----- DATA SUPPLIED

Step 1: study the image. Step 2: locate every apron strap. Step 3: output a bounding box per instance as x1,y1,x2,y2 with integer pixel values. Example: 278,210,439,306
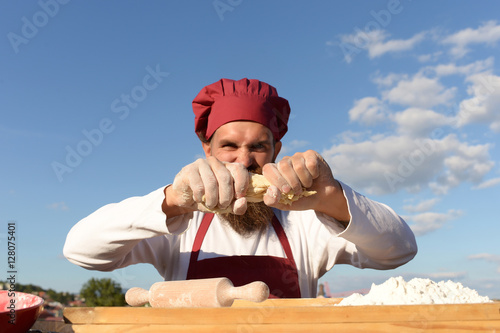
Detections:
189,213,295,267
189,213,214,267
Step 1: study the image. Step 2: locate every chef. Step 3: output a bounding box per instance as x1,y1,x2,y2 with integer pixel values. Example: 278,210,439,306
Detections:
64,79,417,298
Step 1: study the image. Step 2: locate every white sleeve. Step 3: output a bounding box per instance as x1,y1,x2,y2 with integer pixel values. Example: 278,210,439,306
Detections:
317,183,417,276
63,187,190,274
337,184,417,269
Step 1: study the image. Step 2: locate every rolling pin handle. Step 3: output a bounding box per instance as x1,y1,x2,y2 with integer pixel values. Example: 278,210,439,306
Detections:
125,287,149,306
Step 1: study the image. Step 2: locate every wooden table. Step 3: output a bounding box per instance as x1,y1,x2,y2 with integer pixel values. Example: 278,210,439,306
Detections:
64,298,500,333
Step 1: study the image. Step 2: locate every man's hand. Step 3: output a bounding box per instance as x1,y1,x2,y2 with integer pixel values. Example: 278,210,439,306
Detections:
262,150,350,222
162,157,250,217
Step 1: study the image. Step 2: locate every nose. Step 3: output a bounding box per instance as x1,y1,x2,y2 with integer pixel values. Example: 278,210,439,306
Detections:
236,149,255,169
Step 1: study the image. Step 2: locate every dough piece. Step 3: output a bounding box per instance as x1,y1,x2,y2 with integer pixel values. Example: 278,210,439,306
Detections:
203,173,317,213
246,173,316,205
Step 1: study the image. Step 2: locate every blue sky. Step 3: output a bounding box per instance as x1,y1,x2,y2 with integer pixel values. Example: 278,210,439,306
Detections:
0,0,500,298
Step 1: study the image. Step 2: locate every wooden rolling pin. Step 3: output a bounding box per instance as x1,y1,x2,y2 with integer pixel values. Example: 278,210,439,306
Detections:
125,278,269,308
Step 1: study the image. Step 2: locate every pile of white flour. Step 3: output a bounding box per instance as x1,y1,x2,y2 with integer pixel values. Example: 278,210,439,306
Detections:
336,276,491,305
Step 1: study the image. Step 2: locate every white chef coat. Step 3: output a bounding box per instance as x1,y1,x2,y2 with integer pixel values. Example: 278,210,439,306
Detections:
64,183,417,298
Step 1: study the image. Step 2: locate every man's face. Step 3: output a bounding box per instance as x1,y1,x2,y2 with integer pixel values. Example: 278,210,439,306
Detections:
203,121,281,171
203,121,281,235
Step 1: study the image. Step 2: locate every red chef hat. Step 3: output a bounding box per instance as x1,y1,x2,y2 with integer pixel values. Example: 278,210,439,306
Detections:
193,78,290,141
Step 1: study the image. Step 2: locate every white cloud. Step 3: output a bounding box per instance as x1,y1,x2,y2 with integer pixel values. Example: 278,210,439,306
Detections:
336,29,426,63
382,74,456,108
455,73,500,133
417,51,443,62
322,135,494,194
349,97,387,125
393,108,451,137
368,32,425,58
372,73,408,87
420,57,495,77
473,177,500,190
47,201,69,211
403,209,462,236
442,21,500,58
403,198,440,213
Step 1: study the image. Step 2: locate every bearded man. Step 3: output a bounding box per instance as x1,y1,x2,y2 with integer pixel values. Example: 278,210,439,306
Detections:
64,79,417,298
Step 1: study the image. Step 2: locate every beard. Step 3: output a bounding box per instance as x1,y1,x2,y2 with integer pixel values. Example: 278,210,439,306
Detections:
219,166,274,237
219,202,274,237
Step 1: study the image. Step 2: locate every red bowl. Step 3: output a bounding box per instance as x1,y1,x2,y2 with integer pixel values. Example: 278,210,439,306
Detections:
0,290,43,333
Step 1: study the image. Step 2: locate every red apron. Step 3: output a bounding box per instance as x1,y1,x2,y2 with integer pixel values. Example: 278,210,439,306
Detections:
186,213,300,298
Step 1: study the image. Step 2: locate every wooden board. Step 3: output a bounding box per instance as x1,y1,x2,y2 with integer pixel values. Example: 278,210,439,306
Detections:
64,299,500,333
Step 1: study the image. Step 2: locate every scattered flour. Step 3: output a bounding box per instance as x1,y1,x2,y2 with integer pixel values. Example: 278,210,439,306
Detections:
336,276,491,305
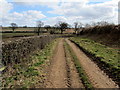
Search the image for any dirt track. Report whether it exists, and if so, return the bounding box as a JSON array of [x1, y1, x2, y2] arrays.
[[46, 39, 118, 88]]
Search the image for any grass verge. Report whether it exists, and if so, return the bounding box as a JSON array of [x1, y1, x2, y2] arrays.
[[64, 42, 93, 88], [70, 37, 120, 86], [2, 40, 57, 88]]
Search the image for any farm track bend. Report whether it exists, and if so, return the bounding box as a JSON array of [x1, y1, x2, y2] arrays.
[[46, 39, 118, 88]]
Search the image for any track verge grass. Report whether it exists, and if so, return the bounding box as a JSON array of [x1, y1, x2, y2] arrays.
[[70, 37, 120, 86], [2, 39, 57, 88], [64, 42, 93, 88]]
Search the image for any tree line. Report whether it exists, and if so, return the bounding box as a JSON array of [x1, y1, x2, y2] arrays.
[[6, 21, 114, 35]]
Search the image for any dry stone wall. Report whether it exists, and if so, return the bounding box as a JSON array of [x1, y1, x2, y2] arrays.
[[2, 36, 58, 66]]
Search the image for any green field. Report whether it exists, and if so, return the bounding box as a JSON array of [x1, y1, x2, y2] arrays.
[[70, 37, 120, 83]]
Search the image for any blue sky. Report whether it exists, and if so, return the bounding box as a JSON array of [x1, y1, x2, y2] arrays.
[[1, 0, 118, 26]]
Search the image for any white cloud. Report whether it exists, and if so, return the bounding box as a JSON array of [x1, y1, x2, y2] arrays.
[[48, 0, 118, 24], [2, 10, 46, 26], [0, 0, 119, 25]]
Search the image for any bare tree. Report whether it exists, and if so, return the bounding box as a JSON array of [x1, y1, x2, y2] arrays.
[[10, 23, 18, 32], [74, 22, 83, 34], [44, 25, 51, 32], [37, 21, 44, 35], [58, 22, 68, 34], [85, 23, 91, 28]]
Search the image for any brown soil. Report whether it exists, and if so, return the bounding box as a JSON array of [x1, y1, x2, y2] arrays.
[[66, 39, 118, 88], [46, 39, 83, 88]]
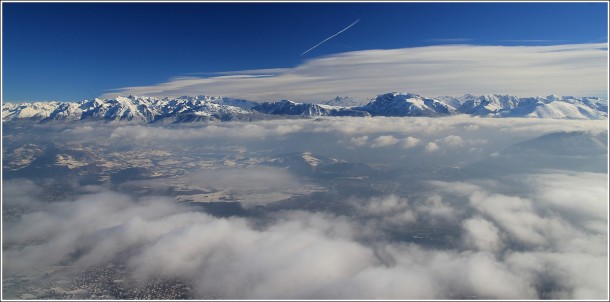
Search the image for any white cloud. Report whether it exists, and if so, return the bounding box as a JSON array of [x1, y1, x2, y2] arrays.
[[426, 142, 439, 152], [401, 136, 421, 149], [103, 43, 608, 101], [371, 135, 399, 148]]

----------

— TASK STATEMENT —
Please copy every line of the data above word for word, leaving out the pictures.

— EXERCISE ANSWER —
Step 1: study the image. Step 2: locate every apron strap. Step 3: output a bounding box per instance as x1,y1,x2,y2 with integer pixel values. Example: 278,210,439,306
Detections:
189,213,295,267
189,213,214,267
Step 1: study the image. Step 2: locate every chef. Step 3: output a bounding box per instance as x1,y1,x2,y2 with integer pixel values. Example: 278,210,439,306
Detections:
64,79,417,298
Step 1: study the image. Step 2: locate every white sleeve. Step 3: output a bounding box per instance as x1,y1,x2,y2 with integer pixel values. Example: 278,210,439,306
Detections:
317,183,417,276
63,187,190,274
337,184,417,269
Step 1: study the image. Step 2: locate every rolling pin handle. Step 3: output a bounding box per instance as x1,y1,x2,y2 with integer pixel values. Example: 278,210,439,306
Detections:
125,287,149,306
Step 1: study the image. Step 2: locate every wooden table. Step 3: output a bounding box per instance as x1,y1,x2,y2 with integer pixel values. Example: 278,210,439,306
Detections:
64,298,500,333
Step 1: study the image. Step 2: locate every man's hand. Step 3: output a bounding box per instance as x1,y1,x2,y2 with integer pixel values. Example: 278,210,439,306
Detections:
262,150,350,222
162,157,250,217
Step 1: study the image. Step 2: locate every nose. Step 3: output a bounding box per instance as x1,y1,x2,y2 with integer pixel values. Example: 278,210,439,306
Detections:
236,149,255,169
Step 1: study the image. Step 2: locate every dough piece. Step 3: output a bounding box per instance as x1,y1,x2,y2 with integer pixel values. Example: 278,210,439,306
Detections:
203,173,317,213
246,173,316,205
Step 1: study the image. Step 2: locate every blue sky. Step 3: output a bounding box per instance as x1,y1,x2,y2 with integer pixel values. Example: 278,210,439,306
Detections:
0,0,500,298
Step 1: study the image. Step 2: locate every wooden rolling pin. Step 3: output a bounding box per instance as x1,y1,x2,y2 with integer pixel values. Example: 278,210,439,306
Detections:
125,278,269,308
Step 1: study the image. Step 2: locate every pile of white flour. Step 3: output a bounding box per instance as x1,y1,x2,y2 with integer pixel values. Example: 278,210,439,306
Detections:
336,276,491,305
Step 1: study the image. Step 2: locate every white chef coat. Step 3: output a bounding box per instance as x1,y1,x2,y2 with integer pixel values. Example: 278,210,439,306
Detections:
64,183,417,298
Step 1: study the image. Step 2: locate every man's face. Step 3: output a bounding box per instance as x1,y1,x2,y2 with integer pixel values. Example: 278,210,439,306
Detections:
203,121,281,171
203,121,281,235
Step 1: study the image. Step 2: locate every red chef hat. Step 3: output a bounding box per instance as x1,y1,x2,y2 with integer pixel values. Example: 278,210,439,306
Detections:
193,78,290,141
Step 1: study the image. Step 2: locate every white cloud. Step 3: output a bounding box per instance as x1,y1,x2,y2 with integer pixel values. Example: 278,210,439,306
Detections:
336,29,426,63
382,74,456,108
455,73,500,133
417,51,443,62
322,135,494,194
349,97,387,125
393,108,451,137
368,32,425,58
372,73,408,87
420,57,495,77
473,177,500,190
47,201,69,211
403,209,462,236
442,21,500,58
403,198,440,213
Step 1: study the image. Step 2: locate every bearded man. Step 3: output a bounding box per instance as x1,y1,x2,y2 with integer pixel values. Example: 278,210,439,306
Detections:
64,79,417,298
Step 1: study the image. Step 2: locate every beard. Step 3: output a bounding box per instance as x1,y1,x2,y2 with integer pixel values. Example: 278,210,439,306
Detections:
219,166,274,237
219,202,274,237
Step 1: study the image. Step 2: locate every red bowl. Step 3: output a bounding box per instance as x1,y1,x2,y2 with integer pixel values. Example: 278,210,439,306
Detections:
0,290,43,333
Step 1: study the image. Step 2: locate every red apron. Step 3: output a bounding box per instance as x1,y1,x2,y2 with integer pixel values. Example: 278,210,439,306
Detections:
186,213,300,298
Step 1: study the image. Step 2: locate every wooden board. Step 3: output a bounding box per instance as x1,y1,x2,y2 with integer pixel values. Example: 278,210,439,306
Detections:
64,299,500,333
Step 1: study the image. Step 2: locate every scattered flour. Step 3: output a bounding box per instance as x1,y1,x2,y2 with integer pixel values. Example: 278,210,439,306
Detections:
336,276,491,305
Search the image for any dirt track. Report whether it exists, and if so, return the bounding box as a JSON array of [x1, y1, x2, y2] arrays.
[[46, 39, 118, 88]]
Search the image for any grass verge. Report whether it exists, and if so, return the bounding box as a JSON array of [x1, y1, x2, y2] arrays.
[[64, 42, 93, 88], [70, 37, 120, 86], [2, 40, 57, 88]]
Search the image for any farm track bend. Report whether it exists, and if so, return the bounding box as a JSON array of [x1, y1, x2, y2] arrays.
[[46, 39, 118, 88]]
Search the image for any track verge grass. Report whether it exists, and if so, return the bounding box as a JSON array of [x1, y1, x2, y2] arrays.
[[70, 37, 120, 86], [2, 39, 57, 88], [64, 42, 93, 88]]
Search the image for any tree line. Report whether it exists, and if so, return the bounding box as a JSON array of [x1, y1, x2, y2] arrays.
[[6, 21, 114, 35]]
Search the image for any dry stone wall. Report whether it exists, and if so, return the bounding box as a JSON array of [x1, y1, x2, y2] arrays.
[[2, 36, 58, 66]]
Search the image for any green field. Report whether it exists, and if so, return the bounding box as a JSON array of [x1, y1, x2, y2] arrays.
[[70, 37, 120, 83]]
Search the image for any blue sky. Report whether it exists, and if so, return the bounding box as a JSON array of [x1, y1, x2, y2] arrays.
[[1, 0, 118, 26]]
Search the image for any white cloud. Report whether it exists, and if so, return the bounding box as a JSON array of [x1, y1, x2, y2] arrays.
[[48, 0, 118, 24], [2, 10, 46, 26], [0, 0, 119, 25]]
Search the image for any bare tree. Report whether it exists, and if so, return the bounding box as a JSON array of [x1, y1, x2, y2] arrays.
[[10, 23, 18, 32], [74, 22, 83, 34], [44, 25, 51, 32], [37, 21, 44, 35], [58, 22, 68, 34], [85, 23, 91, 28]]
Search the image for any brown soil. Report whether it exists, and if so, return the bounding box as a JSON array of [x1, y1, x2, y2] arrays.
[[66, 39, 118, 88], [46, 39, 83, 88]]
Search the image for any white cloud. Report whether it exists, and if so, return the bounding box as a JSON array of [x1, y1, x2, y2] arrays.
[[426, 142, 439, 152], [401, 136, 421, 149], [103, 43, 608, 101], [371, 135, 399, 148]]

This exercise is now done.